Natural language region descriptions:
■ ■ ■ ■

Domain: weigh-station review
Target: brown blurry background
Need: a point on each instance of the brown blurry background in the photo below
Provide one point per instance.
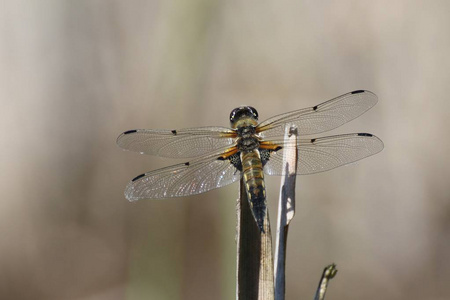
(75, 74)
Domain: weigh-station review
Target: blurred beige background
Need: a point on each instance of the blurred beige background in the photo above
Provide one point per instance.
(75, 74)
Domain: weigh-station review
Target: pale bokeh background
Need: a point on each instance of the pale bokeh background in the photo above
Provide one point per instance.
(75, 74)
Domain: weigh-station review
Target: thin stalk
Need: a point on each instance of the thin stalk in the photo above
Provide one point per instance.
(254, 254)
(328, 273)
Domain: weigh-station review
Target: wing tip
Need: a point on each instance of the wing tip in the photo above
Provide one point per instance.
(137, 177)
(358, 92)
(130, 131)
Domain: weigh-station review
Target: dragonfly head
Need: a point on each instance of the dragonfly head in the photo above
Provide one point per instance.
(243, 116)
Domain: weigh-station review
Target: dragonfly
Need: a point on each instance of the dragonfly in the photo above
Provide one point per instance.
(249, 150)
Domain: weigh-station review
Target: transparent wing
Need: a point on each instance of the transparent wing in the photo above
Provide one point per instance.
(322, 117)
(183, 143)
(195, 177)
(326, 153)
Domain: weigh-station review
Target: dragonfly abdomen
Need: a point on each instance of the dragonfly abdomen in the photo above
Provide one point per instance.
(252, 171)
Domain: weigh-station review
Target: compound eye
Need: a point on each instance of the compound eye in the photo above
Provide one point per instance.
(233, 114)
(254, 112)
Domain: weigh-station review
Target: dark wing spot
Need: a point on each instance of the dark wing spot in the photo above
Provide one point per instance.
(364, 134)
(137, 177)
(358, 92)
(129, 131)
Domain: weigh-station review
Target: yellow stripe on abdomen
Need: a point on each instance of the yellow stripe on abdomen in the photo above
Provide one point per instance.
(253, 174)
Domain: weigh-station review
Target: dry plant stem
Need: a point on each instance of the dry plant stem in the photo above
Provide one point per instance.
(328, 273)
(254, 254)
(286, 211)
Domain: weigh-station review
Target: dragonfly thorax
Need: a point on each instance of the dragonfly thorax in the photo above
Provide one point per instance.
(247, 138)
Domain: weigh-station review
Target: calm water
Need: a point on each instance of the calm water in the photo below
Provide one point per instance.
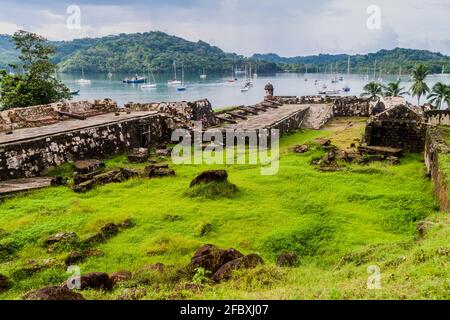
(218, 90)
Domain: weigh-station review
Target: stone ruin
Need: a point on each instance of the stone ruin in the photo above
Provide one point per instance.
(42, 115)
(398, 127)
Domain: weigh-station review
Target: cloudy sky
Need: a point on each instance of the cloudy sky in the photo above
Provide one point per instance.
(286, 27)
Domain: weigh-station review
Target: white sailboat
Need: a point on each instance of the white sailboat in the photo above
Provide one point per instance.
(149, 85)
(346, 87)
(174, 81)
(203, 75)
(182, 86)
(83, 81)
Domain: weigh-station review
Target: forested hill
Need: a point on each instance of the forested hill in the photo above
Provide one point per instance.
(136, 52)
(389, 61)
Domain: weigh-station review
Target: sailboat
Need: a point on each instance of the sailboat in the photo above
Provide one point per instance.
(346, 88)
(83, 80)
(182, 87)
(149, 85)
(174, 81)
(203, 75)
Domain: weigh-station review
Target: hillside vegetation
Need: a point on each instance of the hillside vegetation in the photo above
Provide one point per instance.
(339, 223)
(389, 61)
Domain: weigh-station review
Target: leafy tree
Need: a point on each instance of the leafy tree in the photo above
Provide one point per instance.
(439, 95)
(393, 89)
(37, 84)
(419, 87)
(372, 90)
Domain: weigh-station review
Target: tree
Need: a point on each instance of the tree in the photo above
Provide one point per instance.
(36, 84)
(372, 90)
(393, 89)
(419, 87)
(440, 94)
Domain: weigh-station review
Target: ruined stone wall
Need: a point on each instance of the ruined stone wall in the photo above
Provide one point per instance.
(351, 107)
(42, 115)
(438, 117)
(404, 135)
(32, 157)
(435, 146)
(181, 113)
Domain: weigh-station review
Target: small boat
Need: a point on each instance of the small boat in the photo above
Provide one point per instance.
(83, 81)
(330, 92)
(182, 87)
(135, 79)
(203, 75)
(149, 85)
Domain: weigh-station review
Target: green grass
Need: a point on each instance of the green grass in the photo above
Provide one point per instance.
(339, 223)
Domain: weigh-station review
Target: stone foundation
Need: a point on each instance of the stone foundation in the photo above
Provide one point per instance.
(32, 157)
(434, 146)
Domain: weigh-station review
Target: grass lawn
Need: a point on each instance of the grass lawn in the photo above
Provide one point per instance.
(339, 223)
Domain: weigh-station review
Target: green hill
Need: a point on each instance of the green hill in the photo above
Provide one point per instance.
(389, 61)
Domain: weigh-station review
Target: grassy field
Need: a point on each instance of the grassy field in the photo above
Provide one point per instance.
(339, 223)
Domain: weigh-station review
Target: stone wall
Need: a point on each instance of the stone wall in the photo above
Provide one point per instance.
(435, 146)
(180, 114)
(438, 117)
(351, 107)
(38, 116)
(32, 157)
(398, 127)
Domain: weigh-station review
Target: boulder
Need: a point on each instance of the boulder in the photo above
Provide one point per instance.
(247, 262)
(61, 237)
(120, 276)
(212, 258)
(53, 293)
(210, 176)
(95, 280)
(4, 283)
(301, 148)
(86, 166)
(156, 171)
(138, 155)
(287, 260)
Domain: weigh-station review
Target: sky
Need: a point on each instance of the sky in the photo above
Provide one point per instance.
(285, 27)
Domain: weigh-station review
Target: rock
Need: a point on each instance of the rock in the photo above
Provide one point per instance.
(155, 171)
(74, 258)
(79, 178)
(61, 237)
(4, 283)
(212, 258)
(95, 280)
(393, 160)
(287, 260)
(210, 176)
(53, 293)
(58, 181)
(247, 262)
(133, 294)
(120, 276)
(164, 152)
(322, 142)
(138, 155)
(156, 266)
(301, 148)
(127, 224)
(86, 166)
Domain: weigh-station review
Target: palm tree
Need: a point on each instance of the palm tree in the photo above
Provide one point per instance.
(372, 90)
(393, 89)
(439, 95)
(419, 87)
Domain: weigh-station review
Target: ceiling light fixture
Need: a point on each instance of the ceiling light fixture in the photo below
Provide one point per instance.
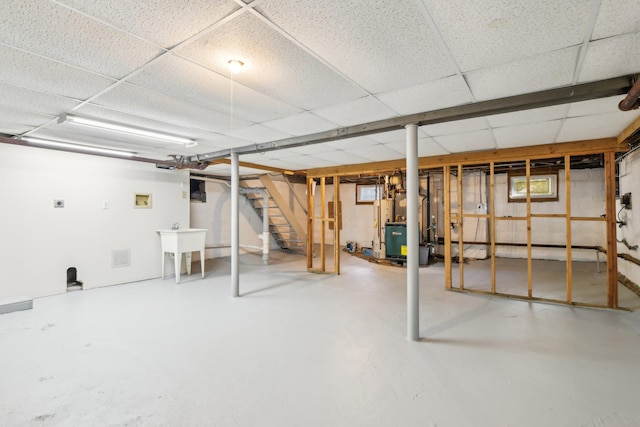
(78, 147)
(130, 130)
(235, 65)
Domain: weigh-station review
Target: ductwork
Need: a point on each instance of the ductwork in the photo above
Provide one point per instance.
(632, 100)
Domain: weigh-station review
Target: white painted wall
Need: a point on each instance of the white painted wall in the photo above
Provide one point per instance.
(629, 178)
(40, 242)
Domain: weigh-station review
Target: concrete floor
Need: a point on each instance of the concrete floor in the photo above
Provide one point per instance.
(313, 350)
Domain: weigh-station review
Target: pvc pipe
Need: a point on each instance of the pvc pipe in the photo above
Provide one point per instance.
(413, 234)
(235, 225)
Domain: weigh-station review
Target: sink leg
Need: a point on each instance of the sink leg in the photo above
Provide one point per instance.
(202, 263)
(163, 257)
(178, 259)
(188, 257)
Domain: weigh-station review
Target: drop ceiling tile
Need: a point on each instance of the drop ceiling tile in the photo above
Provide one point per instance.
(189, 82)
(258, 133)
(273, 64)
(301, 124)
(427, 147)
(304, 162)
(376, 153)
(389, 137)
(470, 141)
(35, 72)
(459, 126)
(292, 163)
(535, 115)
(534, 74)
(595, 106)
(312, 149)
(489, 33)
(611, 58)
(162, 23)
(283, 154)
(31, 101)
(351, 143)
(593, 127)
(11, 115)
(528, 134)
(381, 47)
(442, 93)
(363, 110)
(75, 39)
(616, 17)
(13, 128)
(202, 136)
(152, 105)
(339, 157)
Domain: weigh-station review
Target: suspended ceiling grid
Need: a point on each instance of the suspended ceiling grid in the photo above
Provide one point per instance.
(310, 66)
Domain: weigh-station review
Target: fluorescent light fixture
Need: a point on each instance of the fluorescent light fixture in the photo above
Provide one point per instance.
(78, 147)
(235, 65)
(130, 130)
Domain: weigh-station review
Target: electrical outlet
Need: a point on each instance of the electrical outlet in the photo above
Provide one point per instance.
(625, 200)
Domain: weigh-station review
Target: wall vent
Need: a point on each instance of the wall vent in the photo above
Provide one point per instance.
(120, 258)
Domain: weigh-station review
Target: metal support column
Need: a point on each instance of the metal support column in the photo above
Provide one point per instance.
(235, 225)
(265, 228)
(413, 234)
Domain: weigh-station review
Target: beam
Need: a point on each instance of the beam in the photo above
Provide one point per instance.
(575, 148)
(563, 95)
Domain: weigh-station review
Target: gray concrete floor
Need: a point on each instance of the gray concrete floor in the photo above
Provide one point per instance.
(301, 349)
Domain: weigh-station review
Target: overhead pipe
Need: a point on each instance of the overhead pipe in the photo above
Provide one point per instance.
(632, 100)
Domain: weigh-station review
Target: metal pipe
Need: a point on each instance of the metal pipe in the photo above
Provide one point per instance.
(413, 234)
(632, 100)
(235, 225)
(265, 228)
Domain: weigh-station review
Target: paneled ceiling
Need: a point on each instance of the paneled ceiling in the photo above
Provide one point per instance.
(309, 66)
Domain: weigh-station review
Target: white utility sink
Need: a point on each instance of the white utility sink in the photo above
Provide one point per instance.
(183, 241)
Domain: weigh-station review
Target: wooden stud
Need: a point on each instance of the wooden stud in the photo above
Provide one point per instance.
(447, 226)
(492, 235)
(612, 255)
(567, 190)
(460, 229)
(529, 252)
(310, 208)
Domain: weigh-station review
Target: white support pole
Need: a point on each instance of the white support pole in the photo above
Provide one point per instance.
(235, 225)
(413, 234)
(265, 228)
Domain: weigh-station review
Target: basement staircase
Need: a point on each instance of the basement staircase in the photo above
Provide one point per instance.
(284, 226)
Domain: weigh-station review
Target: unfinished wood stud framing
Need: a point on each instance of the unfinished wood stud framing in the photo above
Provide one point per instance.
(325, 220)
(612, 289)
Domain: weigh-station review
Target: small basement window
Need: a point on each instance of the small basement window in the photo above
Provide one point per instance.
(366, 194)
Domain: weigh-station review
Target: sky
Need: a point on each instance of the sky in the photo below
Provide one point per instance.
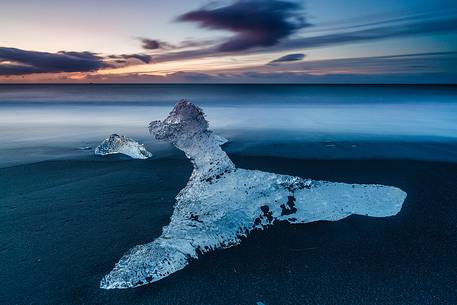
(238, 41)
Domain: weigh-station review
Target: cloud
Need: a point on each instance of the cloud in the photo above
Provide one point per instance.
(369, 31)
(125, 58)
(288, 58)
(391, 30)
(20, 62)
(255, 23)
(155, 44)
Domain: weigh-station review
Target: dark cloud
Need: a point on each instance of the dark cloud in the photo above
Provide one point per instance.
(155, 44)
(288, 58)
(22, 62)
(124, 58)
(256, 23)
(411, 28)
(150, 44)
(363, 32)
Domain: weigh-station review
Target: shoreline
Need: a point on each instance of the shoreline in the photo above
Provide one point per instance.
(66, 222)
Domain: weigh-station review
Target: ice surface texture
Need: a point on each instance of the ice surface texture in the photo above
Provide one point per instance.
(222, 203)
(117, 144)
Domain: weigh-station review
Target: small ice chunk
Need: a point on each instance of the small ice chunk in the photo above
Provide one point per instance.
(117, 144)
(222, 203)
(84, 148)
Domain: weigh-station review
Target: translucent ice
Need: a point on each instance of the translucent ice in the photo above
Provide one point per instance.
(117, 144)
(221, 203)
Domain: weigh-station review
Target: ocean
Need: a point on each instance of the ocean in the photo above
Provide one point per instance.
(66, 216)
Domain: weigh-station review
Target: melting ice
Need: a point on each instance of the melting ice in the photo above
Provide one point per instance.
(222, 203)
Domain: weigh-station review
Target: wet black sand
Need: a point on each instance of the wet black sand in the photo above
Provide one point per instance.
(63, 225)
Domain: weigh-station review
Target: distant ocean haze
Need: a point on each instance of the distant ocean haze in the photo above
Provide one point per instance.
(66, 117)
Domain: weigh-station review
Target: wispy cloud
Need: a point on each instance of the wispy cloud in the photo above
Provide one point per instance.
(255, 23)
(418, 25)
(20, 62)
(15, 61)
(288, 58)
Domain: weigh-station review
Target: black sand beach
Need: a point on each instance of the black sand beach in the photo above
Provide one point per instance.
(65, 223)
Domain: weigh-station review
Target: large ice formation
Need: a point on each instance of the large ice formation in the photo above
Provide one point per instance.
(117, 144)
(222, 203)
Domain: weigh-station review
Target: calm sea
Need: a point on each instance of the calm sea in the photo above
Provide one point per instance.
(40, 122)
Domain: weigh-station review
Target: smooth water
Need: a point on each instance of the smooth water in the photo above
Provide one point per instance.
(40, 122)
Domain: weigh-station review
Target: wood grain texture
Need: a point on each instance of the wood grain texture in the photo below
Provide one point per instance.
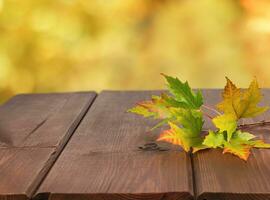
(102, 160)
(226, 177)
(33, 131)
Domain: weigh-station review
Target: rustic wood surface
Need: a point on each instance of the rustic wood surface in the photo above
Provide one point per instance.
(226, 177)
(101, 156)
(33, 131)
(102, 159)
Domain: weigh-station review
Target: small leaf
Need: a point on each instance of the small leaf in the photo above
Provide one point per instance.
(239, 144)
(259, 144)
(156, 108)
(226, 123)
(179, 136)
(214, 140)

■ ■ ■ ■

What to do:
Search the data above for "wooden" and copy every line where it turns up.

Response area:
Target: wooden stud
Need: a point on each instance of the wooden stud in the photo above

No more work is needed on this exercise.